The International Union of Applied Chemistry (IUPAC) is responsible for systems used to name chemical compounds in chemistry, including aromatic organic compounds.

For more details on naming for MATSEC A-Level Chemistry, click on this link.

This document is issued by the MATSEC Examinations Board.

General Rules for Naming Aromatic Organic Compounds

Identify the Parent Compound - The parent compound is the longest continuous carbon chain or the most complex structure (e.g., benzene, naphthalene).
Number the Ring - Start numbering at the substituent that will give the lowest set of numbers for all substituents. When multiple numbering options give the same set of numbers, use alphabetical order to decide where to start numbering.
Name the Substituents - List substituents in alphabetical order as prefixes to the name of the parent compound. Use prefixes (di-, tri-, tetra-, etc.) for multiple identical groups.
Use Common Names When Appropriate - For widely known compounds, common names may be used alongside IUPAC names.

Originally named aromatic compounds due to their often strong smell, benzene and its derivatives earned this name. Despite benzene itself not having a particularly pleasant odour, it is considered the fundamental aromatic molecule. When depicting the benzene ring with its three double bonds, it's important to recognize that it symbolizes just one of the contributing resonance forms within a pair. Alternatively, the ring can be illustrated as a regular hexagon with a circle in the middle.

Monosubstituted Aromatic Compounds

Many monosubstituted benzenes are named by adding a substituent prefix to the word “benzene.” However, this is not always the case.

Fluorobenzene (left) and Nitrobenzene (right)

If a functional group is directly bonded to the ring, then the name of the molecule depends on whether the group is referred to with a prefix or suffix. For the MATSEC A-Level, three functional groups are used as a suffix. These are:

Acid groups (RCOOH, RSO3H)
Acid derivative groups (RCOCl, RCONH, RCN, RCOOR' )
Aldehyde group (-CHO)

Two notable names that we must know are:

Phenol - This is when a hydroxy (OH) group is bonded to the ring. This called phenol and not 'hydroxybenzene'

Benzenamine -This is when an amine (NH2) group is bonded to the ring. This is called benzenamine.

For alkyl groups where one or more hydrogens are replaced with halogens, brackets are used to show that the halogen is part of the alkyl group and not bonded to the ring e.g. (chloromethyl)benzene and (bromoethyl) benzene shown below.

(2-bromoethyl)benzene

The halogen (bromine) is not bonded directly to the benzene ring. When writing the chemical name, we write it in brackets to show that the chlorine is not bonded directly to the ring. In this case, the '2' shows the carbon in the ethyl chain that bromine is bonded to.

(chloromethyl)benzene

The halogen (chlorine) is not bonded directly to the benzene ring. When writing the chemical name, we write it in brackets to show that the chlorine is not bonded directly to the ring.

Disubstituted Aromatic Compounds

When two substituent groups are attached to the benzene ring, their positions relative to each other are indicated using prefixes: ortho- (o-), meta- (m-), and para- (p-), or the equivalent locants (1,2- for ortho; 1,3- for meta; 1,4- for para).

• _Provided information_

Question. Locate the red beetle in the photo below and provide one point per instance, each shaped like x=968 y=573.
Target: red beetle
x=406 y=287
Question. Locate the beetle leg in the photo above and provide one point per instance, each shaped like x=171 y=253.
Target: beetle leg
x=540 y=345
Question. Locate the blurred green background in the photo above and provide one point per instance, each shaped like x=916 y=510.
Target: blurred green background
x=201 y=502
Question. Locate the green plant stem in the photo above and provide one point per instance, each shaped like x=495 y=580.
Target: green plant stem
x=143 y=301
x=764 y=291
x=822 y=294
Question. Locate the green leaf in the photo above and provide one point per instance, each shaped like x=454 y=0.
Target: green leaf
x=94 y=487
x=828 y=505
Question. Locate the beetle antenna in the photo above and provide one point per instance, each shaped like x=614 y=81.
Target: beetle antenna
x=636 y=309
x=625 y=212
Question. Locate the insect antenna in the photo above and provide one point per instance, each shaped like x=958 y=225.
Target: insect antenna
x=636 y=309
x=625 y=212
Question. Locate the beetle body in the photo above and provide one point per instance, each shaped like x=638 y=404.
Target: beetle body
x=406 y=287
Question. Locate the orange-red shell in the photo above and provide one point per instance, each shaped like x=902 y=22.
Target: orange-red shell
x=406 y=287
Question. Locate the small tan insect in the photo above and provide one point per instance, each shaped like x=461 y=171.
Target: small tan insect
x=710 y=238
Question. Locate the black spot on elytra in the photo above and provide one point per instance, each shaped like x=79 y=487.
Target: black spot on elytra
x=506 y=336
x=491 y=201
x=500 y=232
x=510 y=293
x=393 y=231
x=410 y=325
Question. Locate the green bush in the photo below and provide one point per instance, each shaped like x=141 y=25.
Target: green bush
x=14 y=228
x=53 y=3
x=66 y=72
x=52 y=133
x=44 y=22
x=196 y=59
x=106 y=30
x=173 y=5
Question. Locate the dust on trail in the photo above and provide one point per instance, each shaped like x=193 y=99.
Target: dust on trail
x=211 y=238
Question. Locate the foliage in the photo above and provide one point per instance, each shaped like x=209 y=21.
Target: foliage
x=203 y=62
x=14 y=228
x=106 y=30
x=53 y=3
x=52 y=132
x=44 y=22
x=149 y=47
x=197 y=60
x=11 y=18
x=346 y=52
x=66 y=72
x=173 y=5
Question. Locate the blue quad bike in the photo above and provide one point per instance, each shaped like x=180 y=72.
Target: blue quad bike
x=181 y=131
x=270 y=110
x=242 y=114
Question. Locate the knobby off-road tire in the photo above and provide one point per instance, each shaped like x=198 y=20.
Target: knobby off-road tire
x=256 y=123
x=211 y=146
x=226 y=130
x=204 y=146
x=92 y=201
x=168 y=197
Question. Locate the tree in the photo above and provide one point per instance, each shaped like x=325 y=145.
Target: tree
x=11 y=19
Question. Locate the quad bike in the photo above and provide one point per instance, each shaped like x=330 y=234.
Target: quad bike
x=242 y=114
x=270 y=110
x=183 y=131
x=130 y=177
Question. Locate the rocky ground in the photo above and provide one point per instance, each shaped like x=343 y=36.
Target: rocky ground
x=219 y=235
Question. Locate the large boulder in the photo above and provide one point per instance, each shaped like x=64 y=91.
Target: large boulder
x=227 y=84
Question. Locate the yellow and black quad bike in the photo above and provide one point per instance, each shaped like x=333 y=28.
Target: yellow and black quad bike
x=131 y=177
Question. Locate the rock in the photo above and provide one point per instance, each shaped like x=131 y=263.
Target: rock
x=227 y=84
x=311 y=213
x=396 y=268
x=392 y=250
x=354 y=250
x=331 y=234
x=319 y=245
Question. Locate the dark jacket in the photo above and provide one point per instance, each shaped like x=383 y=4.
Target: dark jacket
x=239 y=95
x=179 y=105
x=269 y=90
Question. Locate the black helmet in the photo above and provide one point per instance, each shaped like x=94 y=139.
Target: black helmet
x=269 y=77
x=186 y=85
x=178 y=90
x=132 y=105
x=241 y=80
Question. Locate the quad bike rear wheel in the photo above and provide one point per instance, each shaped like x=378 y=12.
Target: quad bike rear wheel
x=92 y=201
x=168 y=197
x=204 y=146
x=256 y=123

• _Requirements_
(1) Condense the paragraph of the text on naming aromatic compounds that begins "Originally named aromatic compounds" into a short bulleted list that retains its main facts.
(2) Pick out and copy every line of the records that contains the string "helmet".
The text and the records were taken from unrelated sources.

• _Answers below_
(1)
- Benzene and its derivatives were called aromatic compounds because they often have a strong smell.
- Benzene does not smell particularly pleasant, but it is regarded as the fundamental aromatic molecule.
- A benzene ring drawn with three double bonds shows only one of a pair of contributing resonance forms.
- The ring can instead be drawn as a regular hexagon with a circle inside it.

(2)
Question. Locate the black helmet in the photo above and provide one point per instance, each shaped like x=94 y=139.
Target: black helmet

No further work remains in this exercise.